───── EXTRACTED MATERIAL ─────

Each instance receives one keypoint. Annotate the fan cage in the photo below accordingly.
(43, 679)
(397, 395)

─────
───── EXTRACTED MATERIAL ─────

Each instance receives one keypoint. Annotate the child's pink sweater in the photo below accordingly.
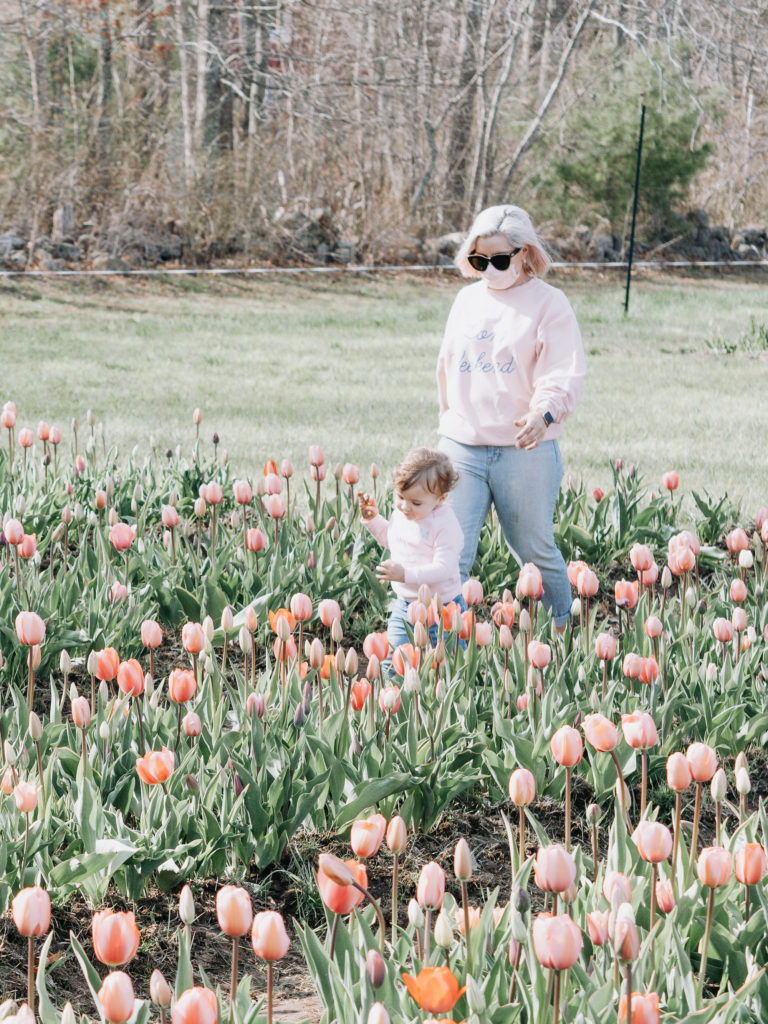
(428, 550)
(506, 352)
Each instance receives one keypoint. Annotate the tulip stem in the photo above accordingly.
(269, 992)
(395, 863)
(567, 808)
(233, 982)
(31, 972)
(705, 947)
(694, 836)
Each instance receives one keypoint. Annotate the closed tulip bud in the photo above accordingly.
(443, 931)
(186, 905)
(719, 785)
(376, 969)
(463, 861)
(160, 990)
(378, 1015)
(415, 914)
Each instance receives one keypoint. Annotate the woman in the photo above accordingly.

─────
───── EXTRACTED MATERIAL ─────

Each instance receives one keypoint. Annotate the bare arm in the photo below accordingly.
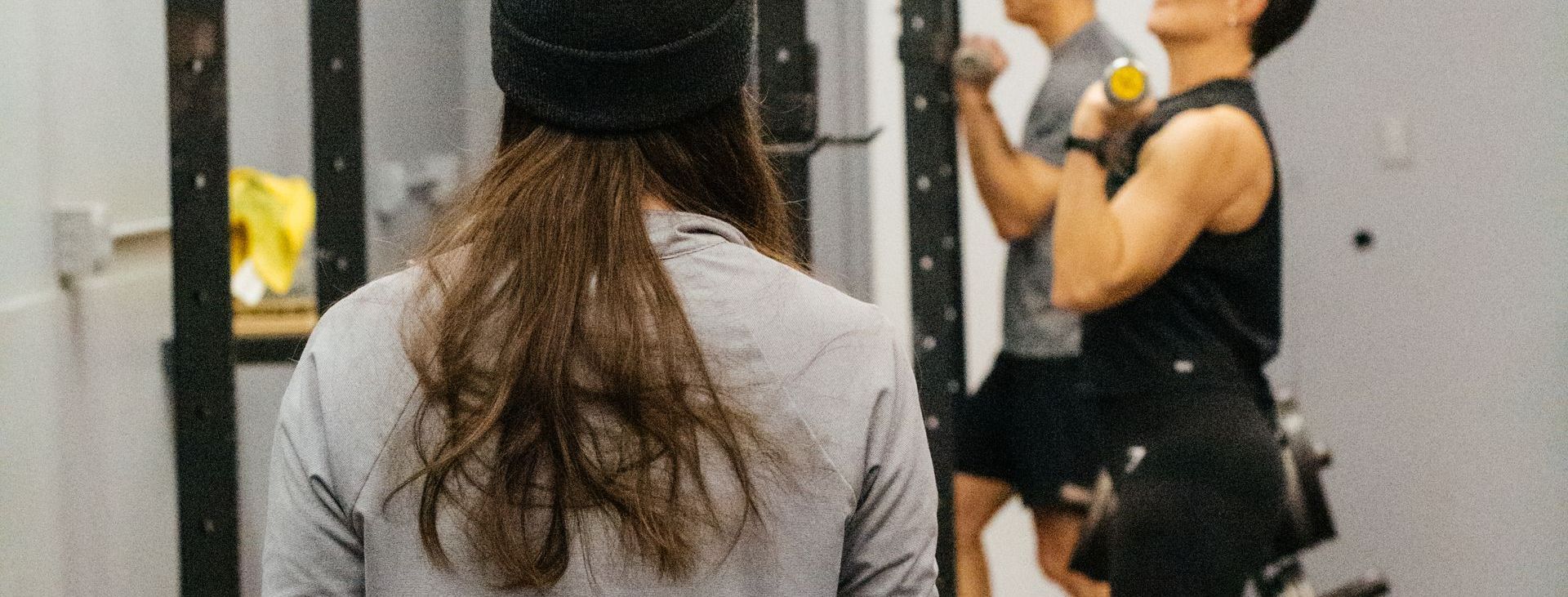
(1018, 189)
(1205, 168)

─────

REQUIREMENT - How many lines in the data above contain the word "receives"? Reply with the number alone.

SOLVED EXERCISE - 6